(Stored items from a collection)
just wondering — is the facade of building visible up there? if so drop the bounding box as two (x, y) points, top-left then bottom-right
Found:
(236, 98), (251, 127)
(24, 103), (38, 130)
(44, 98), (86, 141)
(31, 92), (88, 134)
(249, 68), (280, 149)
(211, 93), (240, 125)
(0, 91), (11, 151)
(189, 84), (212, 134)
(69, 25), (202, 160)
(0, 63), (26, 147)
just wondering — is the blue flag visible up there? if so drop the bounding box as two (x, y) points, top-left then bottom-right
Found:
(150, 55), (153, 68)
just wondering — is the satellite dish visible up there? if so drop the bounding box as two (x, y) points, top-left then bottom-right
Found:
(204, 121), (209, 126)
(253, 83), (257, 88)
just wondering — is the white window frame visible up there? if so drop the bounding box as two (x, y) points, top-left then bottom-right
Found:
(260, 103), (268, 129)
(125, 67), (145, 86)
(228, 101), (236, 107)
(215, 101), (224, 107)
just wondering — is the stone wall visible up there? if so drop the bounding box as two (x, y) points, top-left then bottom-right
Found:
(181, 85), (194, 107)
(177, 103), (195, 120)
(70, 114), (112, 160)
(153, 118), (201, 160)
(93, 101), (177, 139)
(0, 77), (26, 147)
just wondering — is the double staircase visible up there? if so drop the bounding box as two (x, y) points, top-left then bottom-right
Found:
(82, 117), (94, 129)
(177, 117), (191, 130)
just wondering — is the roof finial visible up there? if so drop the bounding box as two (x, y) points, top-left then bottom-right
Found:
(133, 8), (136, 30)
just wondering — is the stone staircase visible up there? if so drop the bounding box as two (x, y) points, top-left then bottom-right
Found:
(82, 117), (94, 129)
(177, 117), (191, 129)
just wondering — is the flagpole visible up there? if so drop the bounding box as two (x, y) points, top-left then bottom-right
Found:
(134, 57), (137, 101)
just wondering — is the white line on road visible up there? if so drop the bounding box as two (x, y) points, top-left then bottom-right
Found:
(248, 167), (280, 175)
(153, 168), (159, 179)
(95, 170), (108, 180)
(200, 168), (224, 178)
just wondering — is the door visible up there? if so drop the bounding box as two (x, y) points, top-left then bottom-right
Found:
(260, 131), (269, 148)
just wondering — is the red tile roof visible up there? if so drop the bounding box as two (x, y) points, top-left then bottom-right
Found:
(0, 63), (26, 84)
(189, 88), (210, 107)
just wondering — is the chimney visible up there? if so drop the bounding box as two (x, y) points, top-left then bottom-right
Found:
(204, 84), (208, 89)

EXERCISE:
Give the entries again, every one of them exactly.

WORKED SOLUTION:
just wondering — is the facade of building visible up there? if so drop the bounding box as two (x, y) points, top-left then bottom-right
Found:
(236, 98), (251, 127)
(24, 103), (38, 130)
(44, 98), (86, 141)
(31, 92), (88, 134)
(249, 68), (280, 149)
(211, 93), (240, 125)
(0, 91), (11, 151)
(189, 84), (212, 134)
(69, 25), (202, 160)
(0, 63), (26, 147)
just wondering — is the blue flag visible up there? if so drop the bounding box as two (x, y) points, top-left then bottom-right
Found:
(150, 55), (153, 68)
just wondering — is the satellite dish visible up there? if so drop the bounding box as two (x, y) points, top-left then bottom-right
Found:
(204, 121), (209, 126)
(253, 83), (257, 88)
just wondering — is the white window frame visible up there? if so drop the bounding box as two (x, y) points, top-left then bottom-right
Found:
(260, 103), (268, 129)
(125, 67), (145, 86)
(228, 101), (236, 107)
(215, 101), (224, 107)
just wondering — is the stone wall visible up there? if so drop the bounding box as two (x, y) points, top-left then bottom-right
Found:
(181, 85), (194, 107)
(177, 103), (195, 120)
(70, 114), (112, 160)
(153, 118), (201, 160)
(93, 101), (177, 139)
(0, 77), (26, 147)
just wondering — is the double staircase visible up there? if so drop the bounding box as two (x, y) points, top-left then bottom-right
Found:
(82, 117), (94, 129)
(177, 117), (191, 130)
just wondering — is the roof finial visible up there? if so drop the bounding box as two (x, y) points, top-left then bottom-right
Found:
(133, 8), (136, 30)
just wondering — is the stone staircase visible up there? if so drop the bounding box as two (x, y) points, top-left then bottom-right
Found:
(82, 117), (94, 129)
(177, 117), (191, 129)
just wondering — is the flagpole visible up there? if so drop the bounding box as two (x, y) points, top-left then bottom-right
Found:
(134, 57), (137, 101)
just wondering — is the white line on road visible up there? if so drop the bounding box as two (x, y) points, top-left then bottom-right
Found:
(248, 167), (280, 175)
(153, 168), (159, 179)
(95, 170), (108, 180)
(200, 168), (224, 178)
just wondering — is the door visible up there? if so drop the bounding box as two (x, y) points, top-left then bottom-right
Found:
(260, 131), (269, 148)
just wondering — is the red tile roof visible up there? if so drop the bounding box as two (x, y) points, top-left then bottom-right
Found:
(0, 63), (26, 84)
(189, 88), (210, 107)
just wondering — is the chimney visible up there? if so drop the bounding box as two (x, y) points, top-left then bottom-right
Found:
(204, 84), (208, 89)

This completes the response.